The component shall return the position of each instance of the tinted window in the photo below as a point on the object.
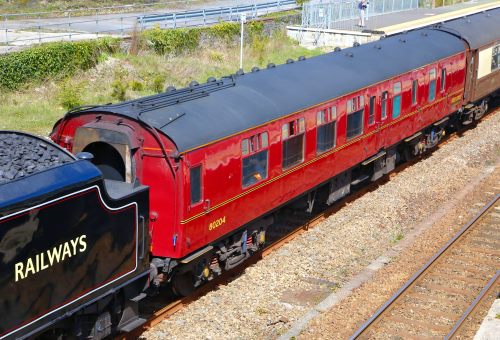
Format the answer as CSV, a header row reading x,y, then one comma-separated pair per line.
x,y
355,124
396,101
255,168
414,89
371,117
443,79
495,58
385,96
195,183
293,150
326,137
432,84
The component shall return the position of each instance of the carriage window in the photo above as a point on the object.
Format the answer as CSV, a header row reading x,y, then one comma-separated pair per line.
x,y
355,108
255,165
432,84
396,100
495,58
443,79
414,92
195,184
371,117
385,96
293,142
326,121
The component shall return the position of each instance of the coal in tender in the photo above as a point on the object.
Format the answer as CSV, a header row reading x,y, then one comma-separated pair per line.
x,y
22,155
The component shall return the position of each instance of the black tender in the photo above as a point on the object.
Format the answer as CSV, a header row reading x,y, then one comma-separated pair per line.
x,y
201,114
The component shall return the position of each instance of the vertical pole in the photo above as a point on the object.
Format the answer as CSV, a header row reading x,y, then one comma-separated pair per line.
x,y
97,23
6,32
242,19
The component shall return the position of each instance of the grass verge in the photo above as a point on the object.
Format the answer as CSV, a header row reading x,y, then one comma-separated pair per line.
x,y
119,75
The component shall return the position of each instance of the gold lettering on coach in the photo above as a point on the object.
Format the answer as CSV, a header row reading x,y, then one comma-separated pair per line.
x,y
50,257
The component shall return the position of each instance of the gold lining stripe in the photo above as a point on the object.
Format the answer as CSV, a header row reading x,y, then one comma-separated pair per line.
x,y
319,157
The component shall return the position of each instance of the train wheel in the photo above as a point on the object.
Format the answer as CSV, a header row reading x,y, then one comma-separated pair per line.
x,y
183,284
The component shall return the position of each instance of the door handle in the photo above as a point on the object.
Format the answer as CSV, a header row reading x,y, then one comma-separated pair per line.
x,y
206,205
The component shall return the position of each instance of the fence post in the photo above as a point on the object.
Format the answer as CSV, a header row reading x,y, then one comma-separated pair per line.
x,y
6,31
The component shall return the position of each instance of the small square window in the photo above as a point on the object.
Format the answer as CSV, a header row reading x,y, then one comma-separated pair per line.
x,y
284,131
397,88
302,125
264,140
244,147
195,184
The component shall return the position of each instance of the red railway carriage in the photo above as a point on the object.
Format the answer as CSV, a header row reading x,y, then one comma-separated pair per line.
x,y
221,156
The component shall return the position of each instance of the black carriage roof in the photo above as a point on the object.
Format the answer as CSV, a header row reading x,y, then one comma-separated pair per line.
x,y
478,29
200,115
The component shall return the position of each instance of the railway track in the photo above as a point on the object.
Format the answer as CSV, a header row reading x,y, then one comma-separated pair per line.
x,y
172,307
440,297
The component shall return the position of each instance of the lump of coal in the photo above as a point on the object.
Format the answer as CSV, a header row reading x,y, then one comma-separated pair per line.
x,y
22,155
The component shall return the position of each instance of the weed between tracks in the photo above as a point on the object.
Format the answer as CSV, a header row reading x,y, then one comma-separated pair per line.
x,y
120,76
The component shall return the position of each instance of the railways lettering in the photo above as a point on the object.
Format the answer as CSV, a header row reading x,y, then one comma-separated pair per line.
x,y
50,257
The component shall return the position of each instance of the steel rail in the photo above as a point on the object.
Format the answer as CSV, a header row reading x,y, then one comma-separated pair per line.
x,y
481,296
413,280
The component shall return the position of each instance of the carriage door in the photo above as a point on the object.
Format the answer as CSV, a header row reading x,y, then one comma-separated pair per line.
x,y
371,120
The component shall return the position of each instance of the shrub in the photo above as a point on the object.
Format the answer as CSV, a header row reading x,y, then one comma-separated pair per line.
x,y
119,90
172,41
51,59
158,83
136,85
224,30
70,96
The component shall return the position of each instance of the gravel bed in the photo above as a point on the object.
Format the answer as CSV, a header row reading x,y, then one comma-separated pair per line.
x,y
264,302
479,149
23,155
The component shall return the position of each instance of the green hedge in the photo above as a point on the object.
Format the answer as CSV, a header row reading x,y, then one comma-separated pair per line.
x,y
180,40
51,59
172,41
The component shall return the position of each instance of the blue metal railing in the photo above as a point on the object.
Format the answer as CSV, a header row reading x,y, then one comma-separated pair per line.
x,y
213,14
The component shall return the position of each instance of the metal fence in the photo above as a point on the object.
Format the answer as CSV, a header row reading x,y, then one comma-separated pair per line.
x,y
17,34
204,16
345,14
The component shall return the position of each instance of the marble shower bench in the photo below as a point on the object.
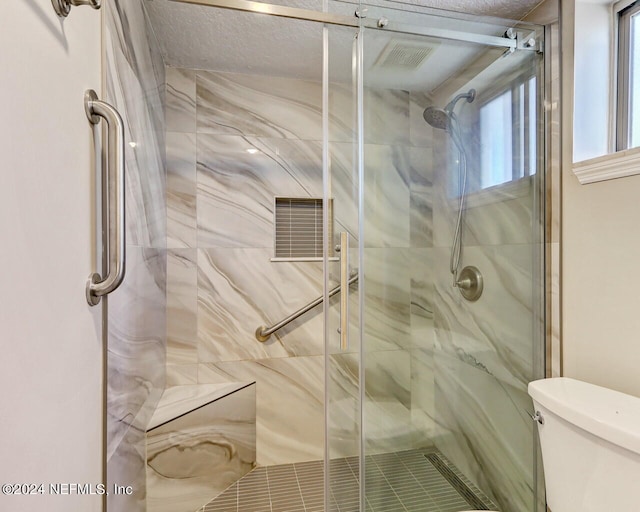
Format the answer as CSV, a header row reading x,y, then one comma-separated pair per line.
x,y
200,440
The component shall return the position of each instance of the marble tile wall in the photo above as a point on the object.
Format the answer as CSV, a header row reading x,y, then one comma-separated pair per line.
x,y
222,284
137,310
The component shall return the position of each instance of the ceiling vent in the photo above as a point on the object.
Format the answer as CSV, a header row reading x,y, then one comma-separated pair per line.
x,y
404,55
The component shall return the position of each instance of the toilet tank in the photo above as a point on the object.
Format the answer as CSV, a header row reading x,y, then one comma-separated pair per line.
x,y
590,442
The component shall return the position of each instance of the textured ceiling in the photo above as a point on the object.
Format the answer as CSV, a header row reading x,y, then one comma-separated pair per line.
x,y
225,40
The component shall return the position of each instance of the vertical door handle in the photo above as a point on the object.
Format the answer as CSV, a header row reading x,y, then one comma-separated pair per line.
x,y
344,290
114,214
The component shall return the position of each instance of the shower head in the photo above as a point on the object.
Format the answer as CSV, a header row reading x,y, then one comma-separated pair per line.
x,y
437,117
469,96
441,118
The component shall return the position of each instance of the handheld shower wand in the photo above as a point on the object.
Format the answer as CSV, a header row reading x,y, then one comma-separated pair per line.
x,y
470,280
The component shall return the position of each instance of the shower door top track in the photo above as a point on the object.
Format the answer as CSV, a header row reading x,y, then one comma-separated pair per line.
x,y
348,21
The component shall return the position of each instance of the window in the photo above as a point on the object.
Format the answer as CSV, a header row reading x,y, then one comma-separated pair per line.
x,y
628,103
507,124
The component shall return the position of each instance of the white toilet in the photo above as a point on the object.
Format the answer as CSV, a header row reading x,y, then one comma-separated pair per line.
x,y
590,439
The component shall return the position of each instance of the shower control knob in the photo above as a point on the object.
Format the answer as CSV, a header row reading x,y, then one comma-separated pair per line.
x,y
470,283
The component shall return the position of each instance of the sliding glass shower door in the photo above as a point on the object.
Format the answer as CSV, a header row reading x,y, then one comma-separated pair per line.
x,y
439,192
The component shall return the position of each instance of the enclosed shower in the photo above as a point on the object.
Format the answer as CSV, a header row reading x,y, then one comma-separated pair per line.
x,y
354,232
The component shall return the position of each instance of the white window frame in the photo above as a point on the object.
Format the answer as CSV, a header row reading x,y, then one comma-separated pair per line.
x,y
623,14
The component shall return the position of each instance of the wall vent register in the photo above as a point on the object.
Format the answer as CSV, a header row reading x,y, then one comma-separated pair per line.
x,y
298,229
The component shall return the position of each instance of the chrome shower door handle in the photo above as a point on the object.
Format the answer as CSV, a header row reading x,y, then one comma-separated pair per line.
x,y
97,286
344,290
63,7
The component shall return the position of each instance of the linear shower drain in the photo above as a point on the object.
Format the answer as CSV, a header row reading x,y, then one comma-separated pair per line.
x,y
456,482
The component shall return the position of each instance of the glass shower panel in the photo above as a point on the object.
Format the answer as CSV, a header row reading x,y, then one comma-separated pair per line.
x,y
342,196
445,422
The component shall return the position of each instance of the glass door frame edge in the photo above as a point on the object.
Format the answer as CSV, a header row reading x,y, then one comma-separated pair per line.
x,y
348,21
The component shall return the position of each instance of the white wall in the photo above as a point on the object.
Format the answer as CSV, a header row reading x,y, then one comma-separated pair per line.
x,y
600,248
601,304
593,69
50,339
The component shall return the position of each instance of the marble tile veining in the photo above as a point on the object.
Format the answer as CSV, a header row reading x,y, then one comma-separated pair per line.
x,y
240,290
182,306
181,100
137,310
254,105
181,190
284,434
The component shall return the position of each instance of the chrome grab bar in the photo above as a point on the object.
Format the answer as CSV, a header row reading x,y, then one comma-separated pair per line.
x,y
63,7
263,333
114,214
344,297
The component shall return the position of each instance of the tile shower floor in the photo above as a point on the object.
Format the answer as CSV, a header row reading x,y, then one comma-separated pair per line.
x,y
408,481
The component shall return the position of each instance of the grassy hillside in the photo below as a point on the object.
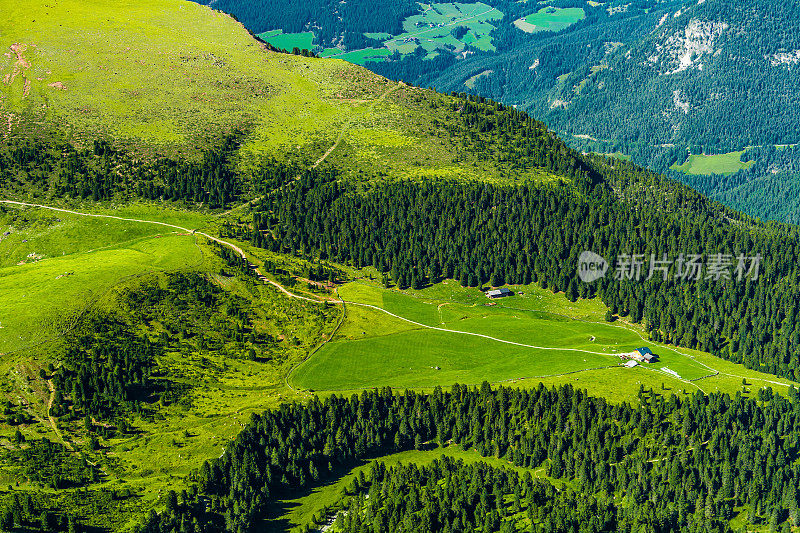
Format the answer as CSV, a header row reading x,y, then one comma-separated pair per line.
x,y
446,334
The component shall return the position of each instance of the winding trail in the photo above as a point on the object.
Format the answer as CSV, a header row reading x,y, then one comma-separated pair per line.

--------

__Do this__
Could you print the records verbatim, starting at the line that contains "of the winding" and ending with the last line of the records, both ends included?

__Task output__
The component shall return the position of each instance of the winding trail in the photo above as a point on the object.
Format the answer as CSV, a header row reading x,y, then one comma-separated pair per line.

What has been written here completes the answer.